Castle Lennox, Royal Lyceum Theatre, Review

Rating (out of 5)
4
Castle Lennox - Photo credit Pete Dibdin
Show details
Company
A Royal Lyceum Theatre Edinburgh and Lung Ha Theatre Company co-production.
Production
Linda McLean (writer), Michael John McCarthy (composer), Maria Oller (director), Fiona Mackinnon (associate director), Karen Tennent (set designer),
Alison Brown (costume designer), Lighting Designer Simon Wilkinson (lighting designer), Calum Paterson (sound designer / engineer), Janice Parker (movement director), David Paul Jones (arranger / musical director), Rachel Amey (BSL translator), Carol Robertson (BSL consultant).

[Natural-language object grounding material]

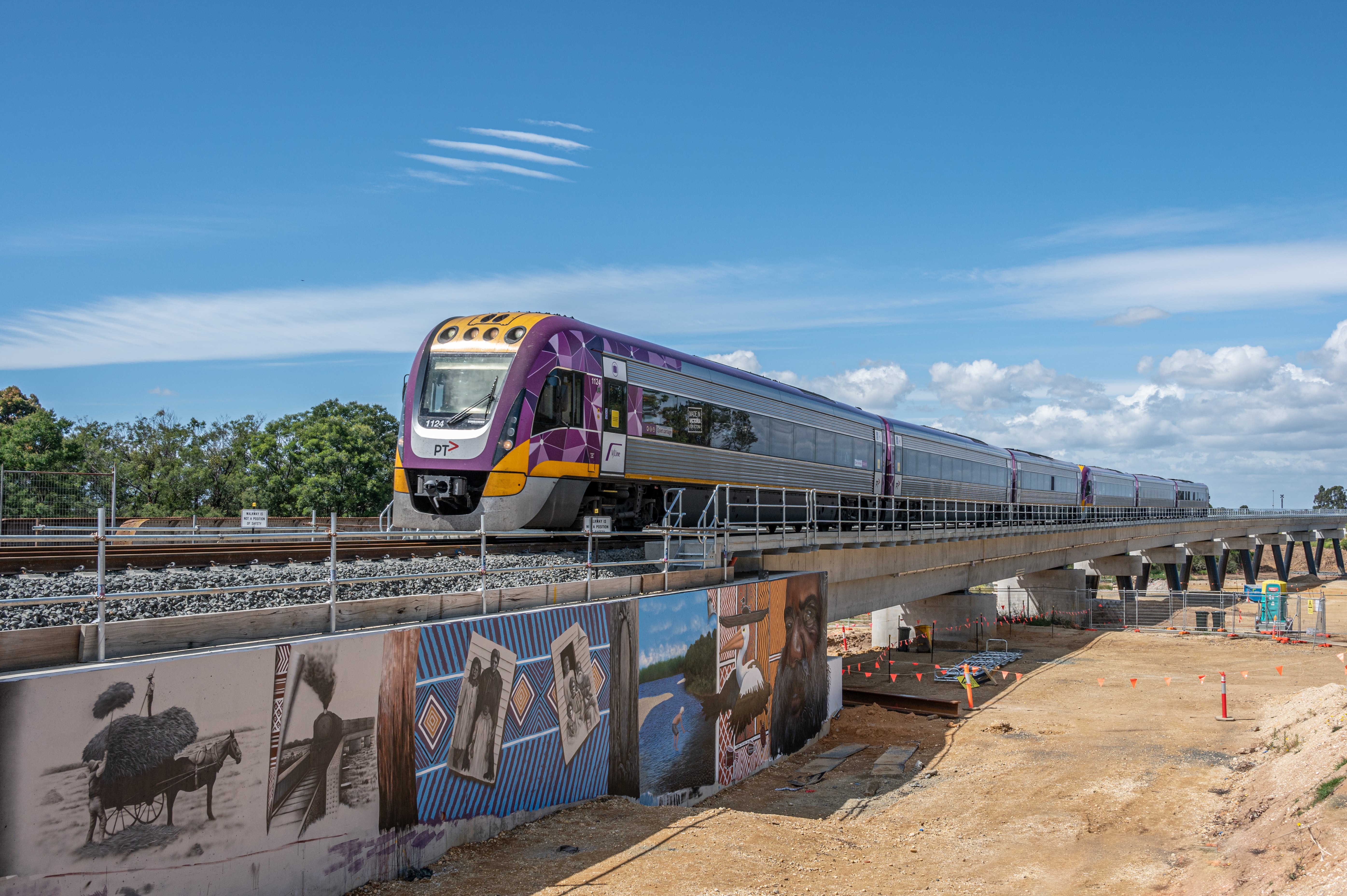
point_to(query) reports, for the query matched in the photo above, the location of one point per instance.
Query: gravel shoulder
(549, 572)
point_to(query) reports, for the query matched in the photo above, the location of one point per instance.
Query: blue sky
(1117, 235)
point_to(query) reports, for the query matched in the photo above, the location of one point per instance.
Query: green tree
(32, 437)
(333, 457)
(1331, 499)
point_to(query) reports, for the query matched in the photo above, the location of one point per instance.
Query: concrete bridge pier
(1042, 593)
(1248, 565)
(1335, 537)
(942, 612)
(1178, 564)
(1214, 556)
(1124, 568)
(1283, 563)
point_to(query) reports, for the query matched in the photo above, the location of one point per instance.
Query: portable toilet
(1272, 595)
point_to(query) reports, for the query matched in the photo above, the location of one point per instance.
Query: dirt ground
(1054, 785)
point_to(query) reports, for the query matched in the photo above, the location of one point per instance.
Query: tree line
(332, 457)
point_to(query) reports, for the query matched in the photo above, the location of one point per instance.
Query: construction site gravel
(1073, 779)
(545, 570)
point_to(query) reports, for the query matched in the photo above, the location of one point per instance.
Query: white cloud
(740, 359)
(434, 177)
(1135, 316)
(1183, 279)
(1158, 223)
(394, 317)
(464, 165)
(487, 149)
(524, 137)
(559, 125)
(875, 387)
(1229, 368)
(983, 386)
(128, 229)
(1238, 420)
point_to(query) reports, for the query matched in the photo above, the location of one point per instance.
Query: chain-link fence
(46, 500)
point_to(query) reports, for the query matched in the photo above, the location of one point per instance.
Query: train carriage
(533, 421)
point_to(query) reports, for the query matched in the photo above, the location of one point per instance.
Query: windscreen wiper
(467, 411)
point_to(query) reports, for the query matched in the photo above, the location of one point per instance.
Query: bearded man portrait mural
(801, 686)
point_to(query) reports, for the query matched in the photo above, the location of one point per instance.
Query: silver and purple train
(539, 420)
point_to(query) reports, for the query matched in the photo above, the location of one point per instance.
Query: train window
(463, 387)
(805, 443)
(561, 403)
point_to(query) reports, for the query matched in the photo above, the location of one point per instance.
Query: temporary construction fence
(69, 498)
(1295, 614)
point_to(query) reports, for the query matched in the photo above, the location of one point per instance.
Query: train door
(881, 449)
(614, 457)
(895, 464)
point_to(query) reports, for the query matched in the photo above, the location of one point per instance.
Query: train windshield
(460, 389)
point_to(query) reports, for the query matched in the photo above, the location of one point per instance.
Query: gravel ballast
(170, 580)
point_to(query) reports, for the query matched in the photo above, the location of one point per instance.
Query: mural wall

[YOUR INSTRUCTIONS]
Repeat word for word the passage of the Castle Lennox review that opens with the words containing "Rating (out of" and closes with "Theatre Company co-production.".

[TASK RESULT]
Rating (out of 5)
4
Castle Lennox - Photo credit Pete Dibdin
Show details
Company
A Royal Lyceum Theatre Edinburgh and Lung Ha Theatre Company co-production.